[Start of Data supplied]
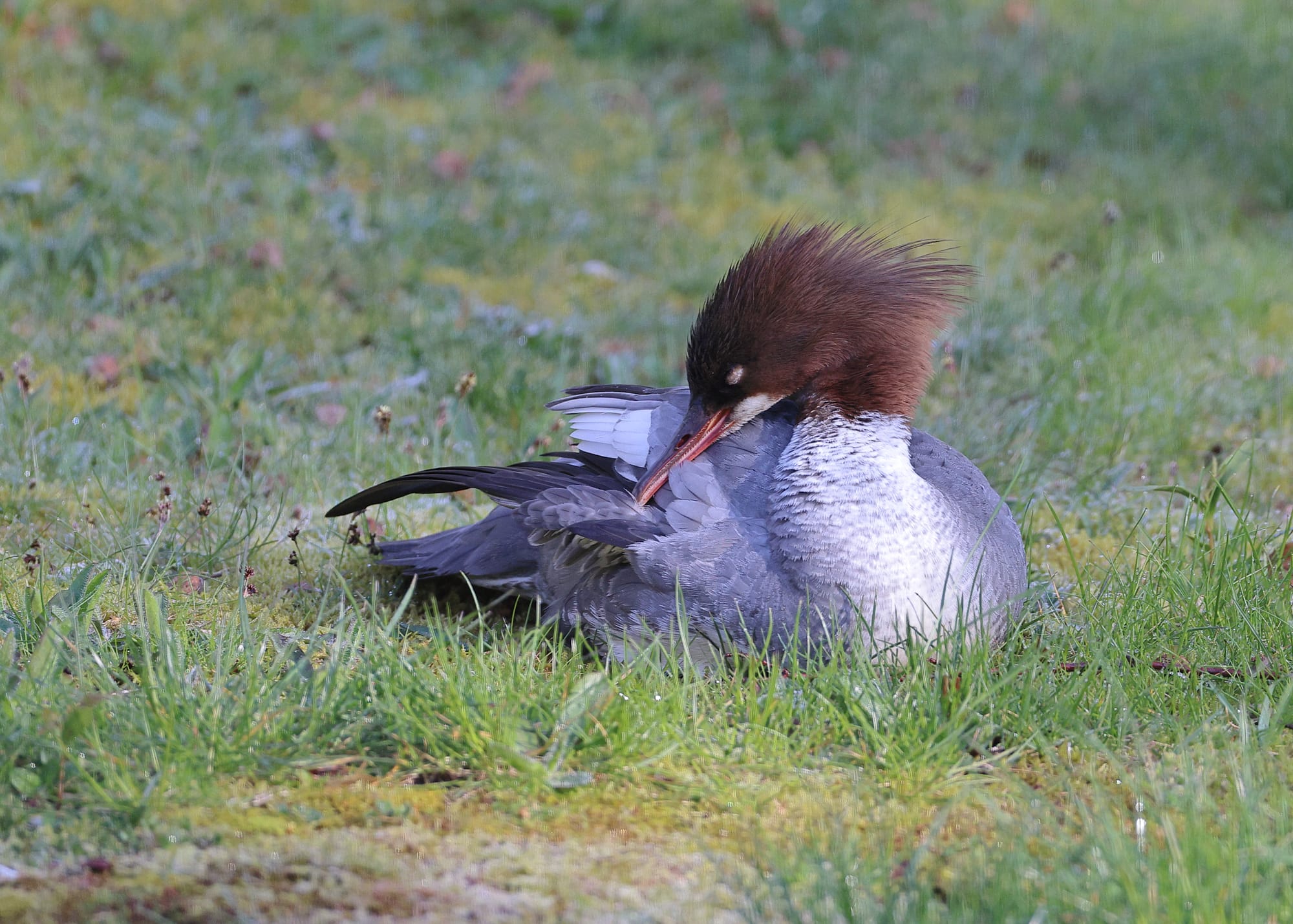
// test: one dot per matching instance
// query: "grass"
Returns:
(230, 235)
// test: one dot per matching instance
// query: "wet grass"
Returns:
(228, 237)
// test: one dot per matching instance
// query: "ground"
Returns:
(255, 258)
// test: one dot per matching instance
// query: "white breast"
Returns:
(849, 511)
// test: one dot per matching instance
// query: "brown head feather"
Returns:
(827, 315)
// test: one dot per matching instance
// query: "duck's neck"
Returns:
(850, 513)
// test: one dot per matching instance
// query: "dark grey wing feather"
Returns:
(506, 484)
(495, 553)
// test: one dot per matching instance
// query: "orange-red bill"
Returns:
(687, 449)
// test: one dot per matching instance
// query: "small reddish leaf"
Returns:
(104, 371)
(267, 253)
(524, 81)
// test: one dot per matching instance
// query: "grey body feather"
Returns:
(776, 533)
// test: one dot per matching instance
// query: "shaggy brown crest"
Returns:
(828, 315)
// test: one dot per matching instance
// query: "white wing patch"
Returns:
(608, 426)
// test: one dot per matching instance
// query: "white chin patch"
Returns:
(751, 408)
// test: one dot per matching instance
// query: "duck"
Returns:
(782, 502)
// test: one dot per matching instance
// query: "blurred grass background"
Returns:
(230, 232)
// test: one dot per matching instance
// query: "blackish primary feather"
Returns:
(817, 513)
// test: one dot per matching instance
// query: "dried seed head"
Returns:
(382, 417)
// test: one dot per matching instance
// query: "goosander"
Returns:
(780, 501)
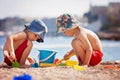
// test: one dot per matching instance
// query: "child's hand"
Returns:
(12, 57)
(66, 57)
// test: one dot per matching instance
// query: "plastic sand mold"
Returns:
(23, 77)
(71, 63)
(15, 65)
(78, 67)
(47, 64)
(112, 67)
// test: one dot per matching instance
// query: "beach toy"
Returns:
(15, 65)
(47, 64)
(46, 56)
(35, 65)
(77, 67)
(23, 77)
(62, 64)
(71, 63)
(112, 67)
(56, 60)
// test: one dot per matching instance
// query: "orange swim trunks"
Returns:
(96, 58)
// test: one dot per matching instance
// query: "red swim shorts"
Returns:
(96, 58)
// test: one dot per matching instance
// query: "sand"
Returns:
(98, 72)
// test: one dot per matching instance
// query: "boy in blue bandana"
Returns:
(86, 44)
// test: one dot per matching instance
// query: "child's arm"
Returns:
(69, 54)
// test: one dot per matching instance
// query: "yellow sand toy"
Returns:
(71, 63)
(74, 64)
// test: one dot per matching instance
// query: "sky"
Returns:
(47, 8)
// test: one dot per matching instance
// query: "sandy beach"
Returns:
(98, 72)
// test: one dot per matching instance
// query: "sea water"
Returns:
(111, 49)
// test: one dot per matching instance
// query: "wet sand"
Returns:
(98, 72)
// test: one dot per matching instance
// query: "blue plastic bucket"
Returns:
(47, 56)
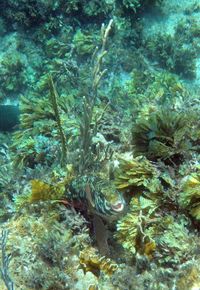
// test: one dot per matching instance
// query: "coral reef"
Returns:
(189, 196)
(99, 180)
(161, 135)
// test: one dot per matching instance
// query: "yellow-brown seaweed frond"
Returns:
(131, 228)
(190, 194)
(91, 261)
(40, 191)
(137, 173)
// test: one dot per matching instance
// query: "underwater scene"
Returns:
(99, 145)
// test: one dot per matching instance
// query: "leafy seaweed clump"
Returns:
(162, 135)
(189, 197)
(136, 174)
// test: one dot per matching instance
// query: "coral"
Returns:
(162, 135)
(189, 197)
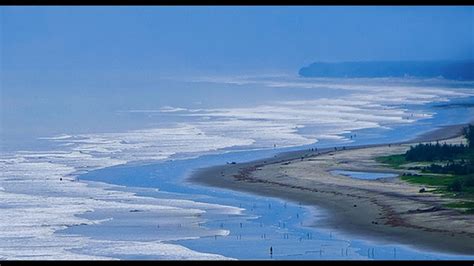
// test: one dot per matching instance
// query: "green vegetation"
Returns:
(449, 169)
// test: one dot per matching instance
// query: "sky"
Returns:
(71, 68)
(183, 39)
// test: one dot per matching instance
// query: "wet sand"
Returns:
(387, 210)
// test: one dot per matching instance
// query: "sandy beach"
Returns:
(387, 210)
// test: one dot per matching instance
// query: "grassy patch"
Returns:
(395, 161)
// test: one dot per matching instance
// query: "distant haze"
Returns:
(456, 70)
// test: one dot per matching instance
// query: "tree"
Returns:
(469, 134)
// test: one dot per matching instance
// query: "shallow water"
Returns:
(203, 135)
(363, 175)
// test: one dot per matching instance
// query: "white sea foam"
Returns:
(36, 204)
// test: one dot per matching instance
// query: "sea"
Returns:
(115, 183)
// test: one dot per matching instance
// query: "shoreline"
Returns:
(383, 210)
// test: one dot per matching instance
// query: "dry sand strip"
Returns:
(386, 210)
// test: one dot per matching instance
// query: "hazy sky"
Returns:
(181, 39)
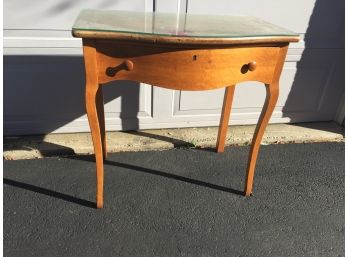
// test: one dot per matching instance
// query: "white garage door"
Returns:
(44, 76)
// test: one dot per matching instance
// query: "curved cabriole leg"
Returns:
(270, 102)
(101, 118)
(92, 113)
(224, 119)
(95, 113)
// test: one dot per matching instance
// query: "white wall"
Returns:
(44, 76)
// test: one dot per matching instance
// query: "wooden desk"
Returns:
(182, 52)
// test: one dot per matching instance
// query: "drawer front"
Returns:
(185, 69)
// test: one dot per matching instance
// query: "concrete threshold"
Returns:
(28, 147)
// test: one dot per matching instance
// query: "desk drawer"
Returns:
(185, 69)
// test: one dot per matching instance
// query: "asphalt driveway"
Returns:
(181, 202)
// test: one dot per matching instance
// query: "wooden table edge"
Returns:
(136, 37)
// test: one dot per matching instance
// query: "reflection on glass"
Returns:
(171, 24)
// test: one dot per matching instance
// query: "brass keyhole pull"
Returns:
(252, 66)
(126, 65)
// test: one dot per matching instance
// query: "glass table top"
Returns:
[End of Data supplied]
§ **Exercise requirements**: State how many lines in the material above contain the word "wing", treating uppercase and lowercase letters as different. Reply with the number alone.

§ **Output below**: 2